_Set of tasks_:
**a.** In the text on sexually transmitted viruses below, how many HPV genotypes did the writer learn about while researching the HPV vaccine?
**b.** Write the next part of the text on sexually transmitted viruses, starting after its last sentence.

_Exercise text_:
I completely understand that if you have made it this long without any STDs you would want to keep it that way. But as someone mentioned, you might be safer with someone that knows they have something than those that don't. Over 90% of all people have been exposed to HSV-1. Many just don't know it. Valtrex does reduce the likelihood of transmission of herpes. Most people that have had it for awhile know before they get an outbreak. Yes the virus can shed even without any symptoms. But someone that has had it awhile probably has their immune system keeping the virus in hiding as long as they stay healthy. That's why its not known to be curable. The virus hides in the CNS where the antivirals can't reach it. While hiding, the virus isn't spreading. The cure for it involves luring the virus out so that the person has an outbreak, then the antivirals and the immune system kill it. Of course some will stay hiding, so it has to be repeated multiple times until all are gone. I have only read about it, I don't know anyone that has been cured. But medically it makes sense. Hepatitis C can be cured now also. It depends on which genotype the person has. It takes months of a combo of antivirals and interferon but it can be completely eliminated from the body. Might feel like hammered hell while being treated, but everything has a price. Eight years ago when i did a research paper on the HPV vaccine, i learned that there were 110 genotypes of that virus. Most of them are harmless and the immune system eliminates them without the person ever knowing they were exposed. Back then the statistics were like 92% of sexually active people had been exposed. The testing for HPV usually only detects the 4 most common genotypes known to cause disease. These are the same 4 that the common vaccine protects against.

Items in a dataset:
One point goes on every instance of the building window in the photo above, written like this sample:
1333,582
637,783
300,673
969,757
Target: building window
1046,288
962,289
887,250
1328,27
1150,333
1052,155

_Answers provided_:
**a.** 110 genotypes.

**b.**
It's kind of funny to me that some people get all in an uproar about someone having these medical conditions. Much more dangerous, and a much more hardy virus is Hepatitis B. While it can be spread sexually, most get it from being exposed to the virus from blood or a contact surface that has had blood on it. So if you ever had someones blood on your hands and you had a tiny little cut, you could have gotten it. (True of Hep C and HIV also but those it takes more copies of the virus to cause a healthy person to catch the disease and they don't live as long outside of the body). The good news is that there is a vaccine for Hepatitis B. I got the vaccine for A while I was at it. Every day that you leave your little bubble of a home, you risk catching a disease or dying. Driving to work with your neighbor as a passenger and you get in a car accident and they bleed on you, you risk exposure. I went to a dentist that stuck his finger with the needle he was using to give me novocaine. Potential exposure (we both got tested and all was good except i wouldn't let him do any dental work on me. If you can't keep your fingers out of the way of the needle, I'm not trusting my tongue near the drill).

So to me living life is a risk. Knowing the risk gives me the right to make an informed decision to continue on with a relationship. But I'm not going to miss out on possibly something special and still probably be safe with proper precautions. At least it is a risk i have chosen to take. Not like going to the movies and have some pscho open fire, and if i am not personally shot, the blood spray from the person in front of me gets me. Or going to the emergency room to get stitches and someone there coughs on me and i wind up with TB.

I'm not dissing those that choose not to take a risk with a disease. You live your life your way, i'm just sharing how i live mine. I will however call you names and put the voodoo hex on your ass if you think that someone that has or has had an STD should be treated like a leper and not worthy of a conversation.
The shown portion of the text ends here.